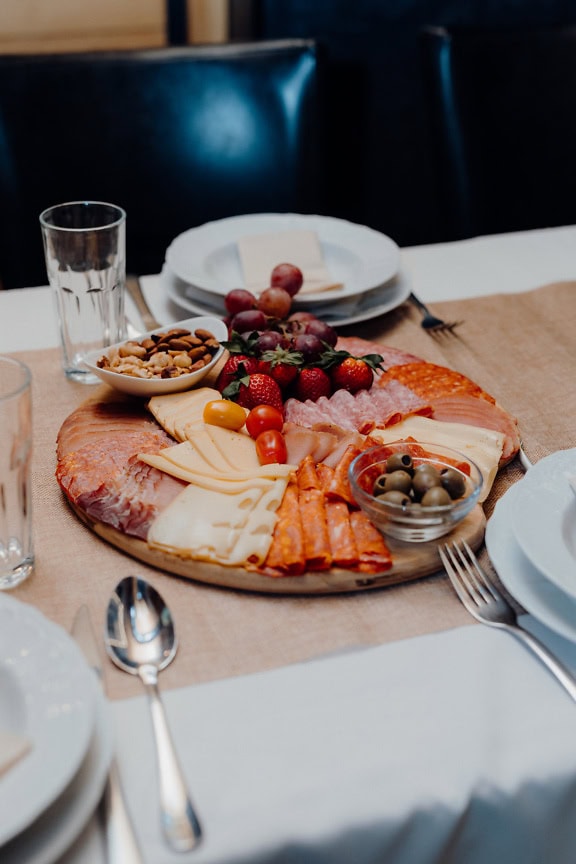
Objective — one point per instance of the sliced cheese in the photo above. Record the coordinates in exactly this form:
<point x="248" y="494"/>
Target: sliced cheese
<point x="237" y="448"/>
<point x="175" y="410"/>
<point x="482" y="446"/>
<point x="186" y="462"/>
<point x="227" y="528"/>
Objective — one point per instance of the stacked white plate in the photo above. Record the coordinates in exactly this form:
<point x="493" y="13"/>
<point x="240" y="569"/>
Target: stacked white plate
<point x="48" y="695"/>
<point x="531" y="540"/>
<point x="203" y="265"/>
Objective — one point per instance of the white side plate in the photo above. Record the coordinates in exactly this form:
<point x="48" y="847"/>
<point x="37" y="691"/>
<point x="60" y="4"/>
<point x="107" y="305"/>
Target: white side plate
<point x="358" y="257"/>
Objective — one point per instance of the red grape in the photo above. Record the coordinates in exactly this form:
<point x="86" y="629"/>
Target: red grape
<point x="248" y="320"/>
<point x="269" y="340"/>
<point x="310" y="345"/>
<point x="239" y="300"/>
<point x="324" y="331"/>
<point x="287" y="276"/>
<point x="275" y="302"/>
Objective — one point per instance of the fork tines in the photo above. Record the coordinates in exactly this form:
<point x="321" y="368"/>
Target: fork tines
<point x="469" y="581"/>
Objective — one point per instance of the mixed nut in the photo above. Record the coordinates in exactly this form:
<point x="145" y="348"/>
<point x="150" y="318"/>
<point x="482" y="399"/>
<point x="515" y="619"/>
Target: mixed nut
<point x="168" y="354"/>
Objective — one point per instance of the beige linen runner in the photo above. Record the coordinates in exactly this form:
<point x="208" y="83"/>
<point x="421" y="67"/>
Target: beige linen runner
<point x="520" y="348"/>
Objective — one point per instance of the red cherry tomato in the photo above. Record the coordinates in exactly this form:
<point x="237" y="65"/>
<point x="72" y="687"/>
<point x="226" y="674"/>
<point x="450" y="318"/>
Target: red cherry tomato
<point x="271" y="447"/>
<point x="264" y="417"/>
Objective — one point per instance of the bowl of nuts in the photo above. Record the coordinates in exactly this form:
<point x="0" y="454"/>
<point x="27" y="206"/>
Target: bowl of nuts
<point x="167" y="360"/>
<point x="415" y="491"/>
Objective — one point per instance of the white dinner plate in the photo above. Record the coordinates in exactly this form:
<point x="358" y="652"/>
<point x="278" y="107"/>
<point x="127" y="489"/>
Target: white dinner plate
<point x="532" y="590"/>
<point x="54" y="832"/>
<point x="373" y="303"/>
<point x="47" y="693"/>
<point x="544" y="520"/>
<point x="358" y="257"/>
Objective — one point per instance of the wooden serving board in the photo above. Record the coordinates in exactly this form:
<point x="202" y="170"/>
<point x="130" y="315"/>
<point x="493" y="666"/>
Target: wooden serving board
<point x="411" y="561"/>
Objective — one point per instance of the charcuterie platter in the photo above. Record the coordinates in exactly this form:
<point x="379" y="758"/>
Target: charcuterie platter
<point x="156" y="481"/>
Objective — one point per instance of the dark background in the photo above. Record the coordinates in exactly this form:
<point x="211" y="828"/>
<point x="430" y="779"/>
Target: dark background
<point x="378" y="163"/>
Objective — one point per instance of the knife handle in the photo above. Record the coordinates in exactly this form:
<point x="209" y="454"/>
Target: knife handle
<point x="121" y="844"/>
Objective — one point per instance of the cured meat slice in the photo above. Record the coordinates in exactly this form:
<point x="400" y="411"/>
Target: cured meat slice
<point x="429" y="381"/>
<point x="287" y="555"/>
<point x="98" y="469"/>
<point x="342" y="540"/>
<point x="361" y="412"/>
<point x="478" y="412"/>
<point x="391" y="356"/>
<point x="373" y="553"/>
<point x="316" y="539"/>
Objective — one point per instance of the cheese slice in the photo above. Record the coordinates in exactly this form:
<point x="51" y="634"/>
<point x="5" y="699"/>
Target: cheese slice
<point x="186" y="462"/>
<point x="237" y="448"/>
<point x="227" y="528"/>
<point x="260" y="253"/>
<point x="482" y="446"/>
<point x="175" y="410"/>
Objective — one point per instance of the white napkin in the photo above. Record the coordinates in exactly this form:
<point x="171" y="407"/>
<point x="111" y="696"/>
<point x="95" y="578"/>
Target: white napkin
<point x="260" y="253"/>
<point x="12" y="748"/>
***
Problem:
The data above should be repeated exactly, minus any pictures.

Solution for this problem:
Objective — one point per instance of the sliced cheese in the photo above. Record the coordinates in exactly this form:
<point x="248" y="494"/>
Target: sliced cheese
<point x="237" y="448"/>
<point x="175" y="410"/>
<point x="482" y="446"/>
<point x="186" y="462"/>
<point x="227" y="528"/>
Objective — one point per instance of the stacked white plate in the photo above. Record the coordinates in exactly this form:
<point x="493" y="13"/>
<point x="240" y="569"/>
Target: stacked white plate
<point x="48" y="695"/>
<point x="531" y="540"/>
<point x="203" y="265"/>
Objective — one point per instance of the white side plate in the photo above. Record the coordinates in exactly this form:
<point x="48" y="847"/>
<point x="37" y="691"/>
<point x="60" y="4"/>
<point x="107" y="305"/>
Target: white side plate
<point x="358" y="257"/>
Objective — one point per instance of the red grape in the photo above. Record the coordinates in exactly this form:
<point x="86" y="629"/>
Target: red grape
<point x="248" y="320"/>
<point x="269" y="340"/>
<point x="310" y="345"/>
<point x="239" y="300"/>
<point x="324" y="331"/>
<point x="287" y="276"/>
<point x="275" y="302"/>
Objective — one point per instance of the fork tines in the photo above. Record the coordinates in exactly this form:
<point x="321" y="368"/>
Target: fork tines
<point x="469" y="581"/>
Objective — one point per instance of the mixed nut in the photo above. Record the coordinates in exactly this form:
<point x="145" y="348"/>
<point x="150" y="318"/>
<point x="482" y="399"/>
<point x="515" y="619"/>
Target: mixed nut
<point x="168" y="354"/>
Objective — one point per instance of the beige linen runner in the photo above. Record the coordinates in exactly this form:
<point x="208" y="83"/>
<point x="421" y="67"/>
Target: beige linen runner
<point x="520" y="348"/>
Objective — one point per instance of the red cherry tomato in the photo above. Record the coordinates in exactly this form:
<point x="237" y="65"/>
<point x="72" y="687"/>
<point x="226" y="674"/>
<point x="450" y="318"/>
Target: red cherry tomato
<point x="271" y="447"/>
<point x="264" y="417"/>
Objective — one point per instance of the bowl of nuts in the photo above. Record the coordinates in exactly this form:
<point x="0" y="454"/>
<point x="27" y="206"/>
Target: bowl of nuts
<point x="167" y="360"/>
<point x="415" y="491"/>
Objective — one point per instance of the white dinner plate in the photo above. Record the coordinates in exactly this form:
<point x="358" y="652"/>
<point x="278" y="107"/>
<point x="127" y="489"/>
Target: white dinner plate
<point x="532" y="590"/>
<point x="54" y="832"/>
<point x="373" y="303"/>
<point x="47" y="693"/>
<point x="544" y="520"/>
<point x="358" y="257"/>
Objective — one point per instance of the wooden serving board in the photo above. Record the coordinates in exactly this form:
<point x="202" y="170"/>
<point x="130" y="315"/>
<point x="493" y="666"/>
Target: wooden serving board
<point x="411" y="561"/>
Objective — one point per instance of the charcuterie platter in the photo above. Record the coordinates in exactly this form:
<point x="379" y="758"/>
Target: charcuterie platter
<point x="156" y="481"/>
Objective — one point per instance of the dark background in the photo above. Record the coordinates in exactly this form:
<point x="211" y="828"/>
<point x="430" y="779"/>
Target: dark background
<point x="378" y="163"/>
Objective — one point per instance of the knife handle in the photo above. Record the coordinates in exactly this form:
<point x="209" y="454"/>
Target: knife handle
<point x="121" y="844"/>
Objective — one point per instance of the cured meat slice in the photo above. Record the coordinates in exactly this form:
<point x="400" y="411"/>
Target: cured meat slice
<point x="429" y="381"/>
<point x="287" y="555"/>
<point x="98" y="469"/>
<point x="342" y="540"/>
<point x="361" y="412"/>
<point x="478" y="412"/>
<point x="391" y="356"/>
<point x="373" y="553"/>
<point x="316" y="539"/>
Objective — one point per instance of the cheese slice in the photo above. Record the coordinates in exactly this form:
<point x="51" y="634"/>
<point x="5" y="699"/>
Target: cheese slice
<point x="186" y="462"/>
<point x="237" y="448"/>
<point x="227" y="528"/>
<point x="260" y="253"/>
<point x="482" y="446"/>
<point x="175" y="410"/>
Objective — one point per instance of the white napkin in the photo above. Record the coordinates in exactly this form:
<point x="171" y="407"/>
<point x="111" y="696"/>
<point x="95" y="578"/>
Target: white napkin
<point x="260" y="253"/>
<point x="12" y="748"/>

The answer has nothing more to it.